## TASK REQUIREMENTS
Return each of the rows below unchanged, character for character, keeping their order.

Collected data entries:
%%

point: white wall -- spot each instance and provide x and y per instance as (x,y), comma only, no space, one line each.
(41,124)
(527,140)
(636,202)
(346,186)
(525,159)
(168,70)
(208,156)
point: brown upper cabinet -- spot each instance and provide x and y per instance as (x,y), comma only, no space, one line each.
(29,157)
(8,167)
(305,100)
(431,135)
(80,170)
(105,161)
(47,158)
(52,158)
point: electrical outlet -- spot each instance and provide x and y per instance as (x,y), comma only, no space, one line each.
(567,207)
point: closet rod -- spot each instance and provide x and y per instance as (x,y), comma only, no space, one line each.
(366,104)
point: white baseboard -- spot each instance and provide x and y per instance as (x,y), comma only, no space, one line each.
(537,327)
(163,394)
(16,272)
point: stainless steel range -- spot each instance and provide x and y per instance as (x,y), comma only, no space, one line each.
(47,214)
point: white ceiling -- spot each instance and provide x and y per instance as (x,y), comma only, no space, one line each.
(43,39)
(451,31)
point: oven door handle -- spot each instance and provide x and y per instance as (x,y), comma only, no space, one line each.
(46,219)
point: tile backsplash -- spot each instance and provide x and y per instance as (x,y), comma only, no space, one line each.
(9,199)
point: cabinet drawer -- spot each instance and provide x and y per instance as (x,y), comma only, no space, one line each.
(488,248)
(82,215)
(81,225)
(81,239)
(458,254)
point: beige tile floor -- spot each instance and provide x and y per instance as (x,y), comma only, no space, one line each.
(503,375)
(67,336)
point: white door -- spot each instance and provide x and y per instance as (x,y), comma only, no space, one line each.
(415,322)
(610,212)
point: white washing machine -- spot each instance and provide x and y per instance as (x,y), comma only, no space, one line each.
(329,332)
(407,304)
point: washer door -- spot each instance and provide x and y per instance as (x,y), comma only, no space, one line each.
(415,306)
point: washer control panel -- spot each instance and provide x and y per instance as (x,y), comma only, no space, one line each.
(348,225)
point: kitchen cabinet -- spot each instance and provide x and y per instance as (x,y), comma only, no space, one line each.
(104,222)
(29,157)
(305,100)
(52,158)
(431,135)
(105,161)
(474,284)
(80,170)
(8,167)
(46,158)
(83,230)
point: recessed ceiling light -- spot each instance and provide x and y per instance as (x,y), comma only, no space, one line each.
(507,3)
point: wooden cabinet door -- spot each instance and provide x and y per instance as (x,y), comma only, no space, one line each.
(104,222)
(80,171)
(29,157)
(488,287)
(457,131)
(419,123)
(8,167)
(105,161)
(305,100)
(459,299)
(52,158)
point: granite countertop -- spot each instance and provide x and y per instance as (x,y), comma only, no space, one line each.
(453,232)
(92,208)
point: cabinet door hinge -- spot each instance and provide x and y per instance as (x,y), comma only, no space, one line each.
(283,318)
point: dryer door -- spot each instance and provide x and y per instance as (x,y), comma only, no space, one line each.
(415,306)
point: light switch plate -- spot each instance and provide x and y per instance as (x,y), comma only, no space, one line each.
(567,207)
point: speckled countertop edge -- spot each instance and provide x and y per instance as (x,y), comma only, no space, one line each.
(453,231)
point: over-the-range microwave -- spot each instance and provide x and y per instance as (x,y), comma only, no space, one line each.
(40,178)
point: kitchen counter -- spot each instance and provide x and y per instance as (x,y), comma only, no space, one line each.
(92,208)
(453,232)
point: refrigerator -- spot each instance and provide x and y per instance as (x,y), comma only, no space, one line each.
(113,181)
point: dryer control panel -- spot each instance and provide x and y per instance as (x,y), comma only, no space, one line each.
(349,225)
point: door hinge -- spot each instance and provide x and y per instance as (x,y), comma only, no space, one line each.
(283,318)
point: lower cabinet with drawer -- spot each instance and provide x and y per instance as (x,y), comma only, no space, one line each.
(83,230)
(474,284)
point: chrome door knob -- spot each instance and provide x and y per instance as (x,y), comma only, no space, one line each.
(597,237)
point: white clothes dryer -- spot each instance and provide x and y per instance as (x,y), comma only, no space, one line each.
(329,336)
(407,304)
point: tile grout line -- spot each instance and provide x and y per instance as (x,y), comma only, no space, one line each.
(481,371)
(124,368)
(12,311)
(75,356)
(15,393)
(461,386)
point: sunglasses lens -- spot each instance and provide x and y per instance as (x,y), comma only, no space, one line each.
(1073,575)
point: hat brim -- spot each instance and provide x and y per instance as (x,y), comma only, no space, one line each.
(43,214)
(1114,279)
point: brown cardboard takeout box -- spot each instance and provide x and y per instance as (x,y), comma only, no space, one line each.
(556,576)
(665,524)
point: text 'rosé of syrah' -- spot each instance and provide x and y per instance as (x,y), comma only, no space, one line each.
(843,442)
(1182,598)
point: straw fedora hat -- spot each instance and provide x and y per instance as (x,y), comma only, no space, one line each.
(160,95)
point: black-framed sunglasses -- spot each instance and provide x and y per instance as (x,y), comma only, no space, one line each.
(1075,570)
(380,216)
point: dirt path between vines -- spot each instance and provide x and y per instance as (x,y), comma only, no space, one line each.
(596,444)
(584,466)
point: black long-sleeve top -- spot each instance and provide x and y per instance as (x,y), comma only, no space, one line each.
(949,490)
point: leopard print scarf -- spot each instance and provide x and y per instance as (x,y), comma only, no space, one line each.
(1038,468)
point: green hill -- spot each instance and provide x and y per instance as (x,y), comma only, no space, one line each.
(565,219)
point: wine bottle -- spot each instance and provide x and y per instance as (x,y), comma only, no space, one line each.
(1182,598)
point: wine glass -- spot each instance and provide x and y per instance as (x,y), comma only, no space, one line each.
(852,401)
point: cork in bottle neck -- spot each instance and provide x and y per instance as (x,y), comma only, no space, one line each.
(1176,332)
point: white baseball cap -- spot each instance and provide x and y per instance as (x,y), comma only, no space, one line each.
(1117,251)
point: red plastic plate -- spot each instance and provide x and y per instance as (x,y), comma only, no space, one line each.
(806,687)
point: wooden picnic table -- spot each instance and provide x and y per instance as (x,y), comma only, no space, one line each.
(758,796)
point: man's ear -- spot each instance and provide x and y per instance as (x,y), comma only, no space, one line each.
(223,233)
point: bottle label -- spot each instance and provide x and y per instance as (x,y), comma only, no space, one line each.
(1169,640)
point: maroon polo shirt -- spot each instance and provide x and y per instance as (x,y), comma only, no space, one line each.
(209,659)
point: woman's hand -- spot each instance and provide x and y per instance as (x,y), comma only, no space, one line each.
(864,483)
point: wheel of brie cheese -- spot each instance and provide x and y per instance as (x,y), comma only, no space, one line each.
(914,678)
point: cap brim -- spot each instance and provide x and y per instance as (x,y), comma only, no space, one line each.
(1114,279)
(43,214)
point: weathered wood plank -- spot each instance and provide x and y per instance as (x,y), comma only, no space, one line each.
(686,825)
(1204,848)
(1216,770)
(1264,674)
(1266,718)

%%

## SOLUTION
point: white wall -- spot each instance and provide x and y per instance as (x,y), comma only, no space, one line each.
(41,124)
(527,140)
(636,202)
(346,186)
(525,159)
(168,70)
(208,156)
point: brown upper cabinet -- spot each instance and provide x and y per instance as (x,y), comma only, no space, one line each.
(29,157)
(8,167)
(305,100)
(431,135)
(80,170)
(105,161)
(47,158)
(52,158)
point: electrical outlet -- spot each instance and provide x and y per instance as (x,y), comma only, no space, one line each.
(567,207)
point: closet rod -- spot each instance and provide x and y per instance as (x,y), comma only, no space, one line each.
(366,104)
point: white baseboard -- spot each instance and provide x and y per instance as (x,y), comma only, no space, one line each.
(537,327)
(163,394)
(16,272)
point: stainless steel range -- spot each instance and provide x and y per instance as (x,y), comma only, no space, one line each.
(47,214)
point: white ceiling -- spot each instance and provide x and y per instance as (x,y), comma only, no space, one line each.
(43,39)
(451,31)
point: oven door handle -- spot each instance and provide x and y per instance as (x,y), comma only, no space, one line each.
(46,219)
point: tile backsplash -- spot each instance and provide x and y per instance as (x,y), comma only, no space, one line each.
(9,199)
point: cabinet drawer -- spot each instance and provide x and y per instance as (x,y), comma only, no space, one line each.
(488,248)
(82,215)
(81,225)
(81,239)
(458,254)
point: beige tile floor -- spot each instance and provide x and y per instance as (x,y), comma only, no space, one line each.
(503,375)
(67,336)
point: white door -- spot each instance and provide x and y per instance as (x,y), comma only, no space, one line each.
(415,322)
(610,212)
point: white washing machine -- spot each instance and provide x and y per instance as (x,y), comma only, no space, one line each.
(329,332)
(407,304)
point: washer door -- spot each instance and provide x and y per instance as (x,y), comma only, no space, one line each.
(415,306)
point: washer control panel -- spot each instance and provide x and y per instance as (x,y), comma only, no space, one line each.
(348,225)
point: kitchen cabinet -- spot each instance and provide x and y per instance as (x,y), comma only, no space, one line each.
(104,222)
(29,157)
(305,100)
(52,158)
(431,135)
(105,161)
(474,284)
(80,170)
(8,167)
(46,158)
(83,230)
point: recessed ceiling light -- spot each instance and provide x and y per instance as (x,y), comma only, no space, one line each.
(507,3)
point: wooden cabinet door -- spot each instance and provide x and y per instance as (x,y), comma only, no space, one line each.
(104,222)
(80,171)
(29,157)
(488,287)
(457,131)
(419,123)
(8,167)
(105,161)
(305,100)
(459,299)
(52,158)
point: granite countertop -- spot each instance and provide x and y per instance as (x,y), comma only, no space, one line each.
(453,232)
(92,208)
point: cabinet door hinge -- spot each instance and provide x and y per instance as (x,y), comma only, no space, one line each.
(283,318)
point: dryer door -- spot each instance and provide x and y per instance as (x,y), comma only, no space, one line each.
(415,306)
point: light switch plate -- spot each instance and provide x and y per instance as (x,y), comma only, no space, one line each.
(567,207)
point: speckled countertop edge -- spot each instance and provide x and y per instance as (x,y), comma only, no space, one line each.
(453,231)
point: over-the-range microwave -- spot each instance and provide x and y per instance as (x,y), comma only, no space, one line each.
(40,178)
point: kitchen counter -- spot each instance and provide x and y per instance as (x,y), comma only, no space, one line each.
(92,208)
(453,232)
point: refrigerator -- spot each instance and provide x and y per instance as (x,y), comma only, no space, one line each.
(113,181)
point: dryer control panel -- spot each instance and provide x and y per instance as (x,y), comma only, no space, one line each.
(349,225)
point: door hinge -- spot each instance and provide x and y per instance as (x,y), comma only, no space, one line each.
(283,318)
point: lower cabinet with drawer -- spot each instance and provide x and y per instance as (x,y), comma only, no space, one line each.
(83,230)
(474,284)
point: chrome door knob -- spot each instance and provide x and y per instance as (x,y), comma only, no space, one line each.
(597,237)
point: white clothes dryer -- spot each instance and provide x and y per instance as (x,y), comma only, no space, one line each.
(329,336)
(407,304)
point: tile grout line -- spot each instance and provide x and y per instance as (x,y), comma only, no space, one line each.
(481,371)
(124,368)
(12,311)
(75,356)
(15,393)
(461,386)
point: sunglasses lens -- spot each instance and provide x and y per instance as (x,y), comma only, no space, one line each.
(1073,575)
point: hat brim -- spot each instance and provide x and y per instance as (x,y), comma only, no space, one line each.
(43,214)
(1114,279)
point: brown cardboard takeout box -- spot each instance and provide x and y per instance as (x,y), comma only, no space, one line each.
(556,576)
(665,524)
point: text 'rosé of syrah' -- spot each instance and provide x and y per instance as (x,y), comma only, no space, one line each.
(843,442)
(1182,598)
point: straw fedora hat -- spot each instance and provide x and y per instance as (x,y), comma only, no space, one line each.
(160,95)
point: black-framed sunglasses -- spot each instance and provide x and y per instance as (x,y), comma only, no space, one line each.
(1075,570)
(380,216)
point: dirt path between vines -- spot each instance and provide x and y per instance as (x,y), comma only, no space, one line each.
(596,444)
(584,466)
point: black long-sleeve top -- spot each instance and provide x and y per instance as (x,y), comma only, no space, one line each.
(949,490)
point: leopard print scarf -- spot each instance and provide x and y per instance as (x,y), comma only, no space, one line each.
(1038,468)
point: green hill -- spot each instance and provide x and y per instance as (x,y), comma only, no space, one line each.
(565,219)
point: wine bottle -- spot each instance and provide x and y per instance as (x,y), comma only, no space, one line each.
(1182,598)
point: wine glass -- spot each instance and provide x and y per instance as (x,y), comma only, no space, one line each.
(852,401)
point: cork in bottle neck -- spot each instance and provide x and y per instance as (x,y), comma only, no space, one line each.
(1176,332)
point: white baseball cap -- spot each instance and provide x and y per instance as (x,y), comma only, no space, one line each.
(1117,251)
point: red plastic plate -- spot each instance and provide x and y per instance as (x,y), comma only, no space, one line each.
(806,687)
point: wooden picnic table -- spot each instance and provide x and y per instance as (x,y), comma only, no space, one line each.
(758,796)
point: man's ear -- spot each instance and provide x and y per instance as (x,y), comma only, no space, one line each.
(223,233)
point: bottle label -- spot each instance and provide x and y per instance as (x,y), comma only, no space, one line each.
(1169,640)
point: maroon polo shirt -- spot each instance and provide x and y per instance as (x,y), comma only, no space, one line each.
(209,659)
point: woman's hand -- spot each instance and provide x and y per instance as (x,y), comma only, no space, one line each.
(864,483)
point: wheel of brie cheese -- spot each instance and provide x and y per instance as (x,y), comma only, no space, one line each.
(914,678)
point: cap brim -- spot each instance and provide x and y per instance as (x,y), comma only, no space, one line each.
(1114,279)
(43,214)
point: weathered wood plank -- spot each instance and provide x and y per instance as (x,y), comma only, no space, one line each.
(686,825)
(1204,848)
(1216,770)
(1264,674)
(1266,718)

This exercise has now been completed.